--- START ---

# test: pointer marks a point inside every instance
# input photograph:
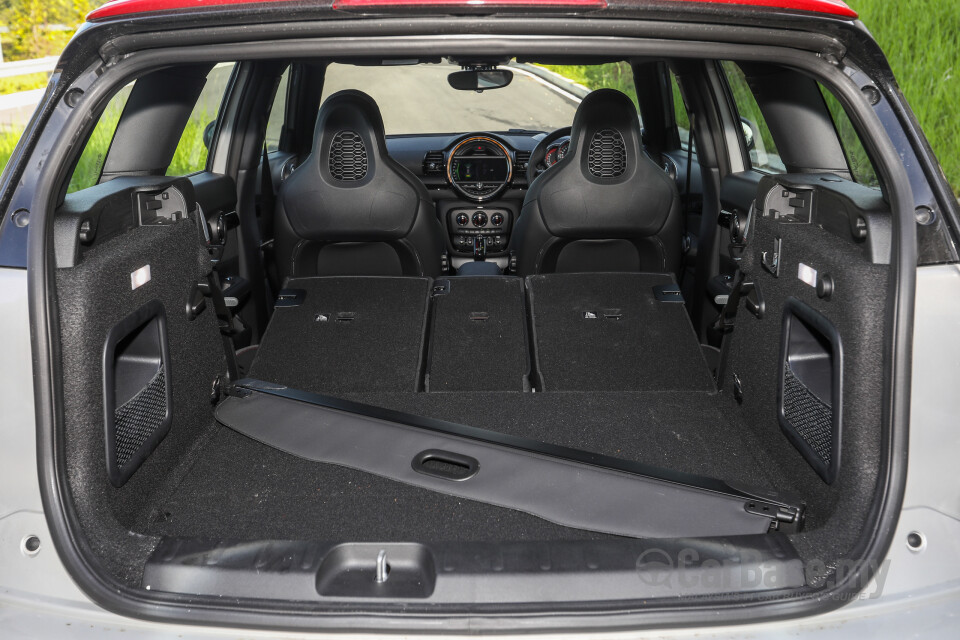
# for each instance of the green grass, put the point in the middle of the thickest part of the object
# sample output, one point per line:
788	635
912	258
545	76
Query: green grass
27	82
615	75
922	39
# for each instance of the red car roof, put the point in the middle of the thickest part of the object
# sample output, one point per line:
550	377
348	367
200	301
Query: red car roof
118	8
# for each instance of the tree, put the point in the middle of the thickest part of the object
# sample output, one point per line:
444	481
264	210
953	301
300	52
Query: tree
41	28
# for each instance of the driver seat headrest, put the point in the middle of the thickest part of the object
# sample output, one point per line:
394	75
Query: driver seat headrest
604	189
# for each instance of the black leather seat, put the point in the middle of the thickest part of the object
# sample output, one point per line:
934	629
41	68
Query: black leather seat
349	208
606	206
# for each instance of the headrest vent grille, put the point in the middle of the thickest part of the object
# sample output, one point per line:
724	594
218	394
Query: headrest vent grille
348	157
607	155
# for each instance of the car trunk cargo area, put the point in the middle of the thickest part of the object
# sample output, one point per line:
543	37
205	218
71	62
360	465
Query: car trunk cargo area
566	376
610	365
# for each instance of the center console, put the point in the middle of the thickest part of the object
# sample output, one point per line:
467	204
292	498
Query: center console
465	223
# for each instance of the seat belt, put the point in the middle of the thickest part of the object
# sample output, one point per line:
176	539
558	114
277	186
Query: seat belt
743	288
224	320
267	212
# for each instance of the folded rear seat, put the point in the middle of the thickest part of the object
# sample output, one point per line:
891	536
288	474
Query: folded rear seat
614	332
346	333
478	335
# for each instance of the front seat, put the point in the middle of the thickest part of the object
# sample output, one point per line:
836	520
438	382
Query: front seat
605	206
351	209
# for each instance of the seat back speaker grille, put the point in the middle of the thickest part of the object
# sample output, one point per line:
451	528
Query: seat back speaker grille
136	390
810	392
607	155
348	157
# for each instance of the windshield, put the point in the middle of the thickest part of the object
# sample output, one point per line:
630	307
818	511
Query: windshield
417	99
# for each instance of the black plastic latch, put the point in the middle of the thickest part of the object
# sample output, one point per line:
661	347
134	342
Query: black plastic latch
290	298
668	293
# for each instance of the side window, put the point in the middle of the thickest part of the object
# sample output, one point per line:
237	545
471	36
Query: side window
680	113
861	168
90	165
277	113
191	153
759	141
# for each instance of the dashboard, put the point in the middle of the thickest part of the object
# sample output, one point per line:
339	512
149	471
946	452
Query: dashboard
556	151
478	180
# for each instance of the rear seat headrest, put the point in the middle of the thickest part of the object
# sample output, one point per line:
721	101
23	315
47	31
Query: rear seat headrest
349	189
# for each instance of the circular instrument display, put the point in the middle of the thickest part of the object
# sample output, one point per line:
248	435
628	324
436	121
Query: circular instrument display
479	167
556	152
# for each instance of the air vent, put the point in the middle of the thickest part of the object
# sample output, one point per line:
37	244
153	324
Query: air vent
607	157
522	158
433	163
348	157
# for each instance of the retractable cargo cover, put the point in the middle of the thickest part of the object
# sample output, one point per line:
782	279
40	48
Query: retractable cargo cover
565	486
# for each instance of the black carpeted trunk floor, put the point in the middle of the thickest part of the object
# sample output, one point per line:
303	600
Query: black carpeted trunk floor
240	489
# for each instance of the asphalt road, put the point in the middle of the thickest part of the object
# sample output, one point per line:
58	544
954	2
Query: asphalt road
418	99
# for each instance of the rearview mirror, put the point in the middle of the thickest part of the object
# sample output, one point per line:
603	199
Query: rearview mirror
479	80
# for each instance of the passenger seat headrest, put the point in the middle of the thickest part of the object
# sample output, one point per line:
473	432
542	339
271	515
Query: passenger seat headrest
607	125
349	138
349	189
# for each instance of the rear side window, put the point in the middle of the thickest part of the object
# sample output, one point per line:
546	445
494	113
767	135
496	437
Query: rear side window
757	136
90	165
191	154
861	168
278	113
680	112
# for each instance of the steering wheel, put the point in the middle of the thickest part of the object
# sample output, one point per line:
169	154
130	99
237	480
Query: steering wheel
540	152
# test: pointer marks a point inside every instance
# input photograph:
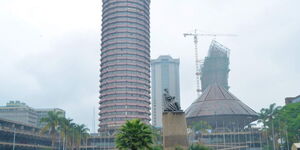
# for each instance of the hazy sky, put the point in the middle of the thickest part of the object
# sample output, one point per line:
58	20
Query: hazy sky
50	49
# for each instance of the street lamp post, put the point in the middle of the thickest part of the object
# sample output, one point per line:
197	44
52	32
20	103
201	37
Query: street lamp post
14	141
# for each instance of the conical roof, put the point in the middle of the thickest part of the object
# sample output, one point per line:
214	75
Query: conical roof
216	100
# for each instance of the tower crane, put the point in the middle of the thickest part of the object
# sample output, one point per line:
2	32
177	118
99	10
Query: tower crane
197	61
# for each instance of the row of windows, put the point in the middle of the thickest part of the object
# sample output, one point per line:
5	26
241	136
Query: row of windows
120	7
124	113
124	107
125	78
124	60
126	89
124	101
129	20
125	44
119	3
126	24
125	66
126	39
119	12
124	95
113	18
124	28
123	83
111	55
125	34
117	61
111	73
127	52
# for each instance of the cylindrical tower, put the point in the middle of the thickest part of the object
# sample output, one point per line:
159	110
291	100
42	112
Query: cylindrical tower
125	63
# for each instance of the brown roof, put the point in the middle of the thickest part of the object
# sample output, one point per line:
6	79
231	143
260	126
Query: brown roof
216	100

--- END ---

• [TASK DETAILS]: When you output the entries, keep each line exactly as it is and leave out any pictures.

• [EXERCISE RESULT]:
# test: pointer marks a point inside every instance
# input photograph:
# for each instance of the green grass, put the point in the middle of the thickest part of the object
# sample output, one point per line:
788	635
912	258
545	76
Query: green grass
27	82
615	75
922	39
# for each instance of the red car roof, put the point in the middle of the thickest part of the object
# sample output, one point per line:
550	377
348	367
200	301
Query: red car roof
118	8
# for each instance of the tree, put the point in the middle of the thickest part of the object
# sample output, one point per line:
444	481
264	210
953	301
300	52
Query: tree
41	28
# for each instance of the driver seat headrest, put the point in the middle of the thickest part of the object
# sample output, one point per line:
394	75
Query: driver seat headrest
604	189
# for each instance of the black leather seat, put the point in the middle of the thickest part of the object
# sample output, one point per line:
934	629
41	68
Query: black leather seat
349	208
606	206
# for each instance of the headrest vent grille, put the point in the middle of the thickest part of the object
# sample output, one point per line:
724	594
218	394
Query: headrest vent grille
348	157
607	155
# for each instance of the car trunk cargo area, put the point in the middle of the thickest part of the object
# sample output, one point per line:
543	37
205	218
71	62
360	465
Query: car trunk cargo area
566	376
610	365
# for each instance of the center console, put the point in the middle of the thickest part of the object
# sample output, one point per line:
467	204
292	498
Query: center console
465	223
# for each instance of the seat belt, put the point in the middle of the thickest part of the object
# sample output, one point per line:
176	539
558	114
277	186
Query: seat belt
743	288
224	320
267	212
# for each instance of the folded rear seat, put the point in the middle of the thickest part of the object
# sample output, one point per line:
891	536
288	474
Query: folded rear seat
614	332
346	333
478	335
# for each instance of the front seat, put the point in the middle of the thickest part of the object
# sample output, one point per line:
836	520
438	382
Query: front seat
605	206
351	209
# for each instance of the seat back speaker grille, put the point in the middle of the thickest part of the object
# sample output, one point per line:
451	528
Query: seat back speaker grille
136	390
810	392
607	155
348	157
# for each instance of the windshield, put the point in the middle of the thickest part of the object
# sample output, one point per line:
630	307
818	511
Query: windshield
417	99
# for each instance of the black plastic latch, put the point in the middle of the thickest part of the object
# sample output, one point per line:
661	347
134	342
Query: black plastic latch
290	298
668	293
# for each instance of the side window, put the point in the middle of the thickest part of the object
# sample output, one point per line:
237	545
471	36
Query: side window
680	113
861	168
90	165
277	113
191	153
759	141
# for each instance of the dashboard, put the point in the middle of the thickest part of the object
# sample output, one point per line:
339	512
149	471
946	452
Query: dashboard
556	151
478	180
# for each instance of the rear seat headrest, put the point in the middle of the thickest part of the object
# sample output, one point per line:
721	101
23	315
47	31
Query: rear seat headrest
349	189
# for each instance of the circular instrument display, put the point in the middle of the thickest part of the object
# sample output, one point per line:
248	435
628	324
436	121
Query: circular instrument display
479	167
556	152
# for each instance of the air vent, put the point in the middle of the thickest part of the object
# sample output, one point per line:
37	244
153	324
Query: air vent
607	157
522	158
433	163
348	157
# for each instance of the retractable cargo cover, put the point in the middle of the thickest part of the object
# sample output, one point per line:
782	279
40	48
Query: retractable cargo cover
565	486
# for each instance of the black carpeted trunk floor, put the point in the middle of the thickest part of the object
# sample output, one point per line:
303	600
Query: black carpeted trunk floor
240	489
# for each instance of the asphalt road, put the point in the middle of the thickest part of the object
# sample output, one point per line:
58	544
954	2
Query: asphalt road
418	99
# for each instance of the rearview mirror, put the point in the middle of the thickest part of the object
# sample output, one point per line:
603	199
Query: rearview mirror
479	80
# for each instance of the passenger seat headrest, put the point in the middle of the thickest part of the object
# sample output, one point per line:
473	432
542	339
271	515
Query: passenger seat headrest
607	125
349	138
349	189
# for each instance of the rear side window, put the point in the middle of the thickest part of the object
# sample output, one point per line:
546	445
494	113
767	135
496	437
Query: rear side window
757	136
90	165
191	154
861	168
278	113
680	112
# for each instance of the steering wheel, put the point in the middle of the thickest part of the object
# sample output, one point per line:
169	154
130	99
237	480
Query: steering wheel
540	152
# test: pointer marks a point inside every instance
# input photograph:
# for each instance of the hazy sky, put the point in the middle of the thickest part of the object
# sample output, one point per line:
58	20
Query: hazy sky
50	49
# for each instance of the street lamp post, put the point in the middle of the thickest part of the object
# sample output, one point per line:
197	44
52	32
20	103
201	37
Query: street lamp post
14	141
# for each instance of the conical roof, put the point in the middle of the thickest part of the object
# sample output, one point per line:
214	75
Query: conical roof
216	100
# for each instance of the tower crane, put the point in the middle of the thickest part of the object
# sample output, one point per line:
2	32
177	118
99	10
Query: tower crane
197	61
# for each instance of the row of windows, put the point in the middle of the thickest part of the object
# sample output, one point per line:
5	26
241	136
Query: row of windows
120	7
124	113
124	107
125	78
124	60
126	89
124	101
129	20
125	44
119	3
126	24
125	66
126	39
119	12
124	95
113	18
124	28
123	83
111	55
125	34
117	61
111	73
127	52
# for each instance of the cylindrical tower, put the point in the middle of the thickest part of the object
# sample output, one point per line:
159	110
291	100
42	112
Query: cylindrical tower
125	63
# for each instance of the brown roof, put the point in the middle of the thickest part of the object
# sample output, one point per line:
6	79
231	143
260	126
Query: brown roof
216	100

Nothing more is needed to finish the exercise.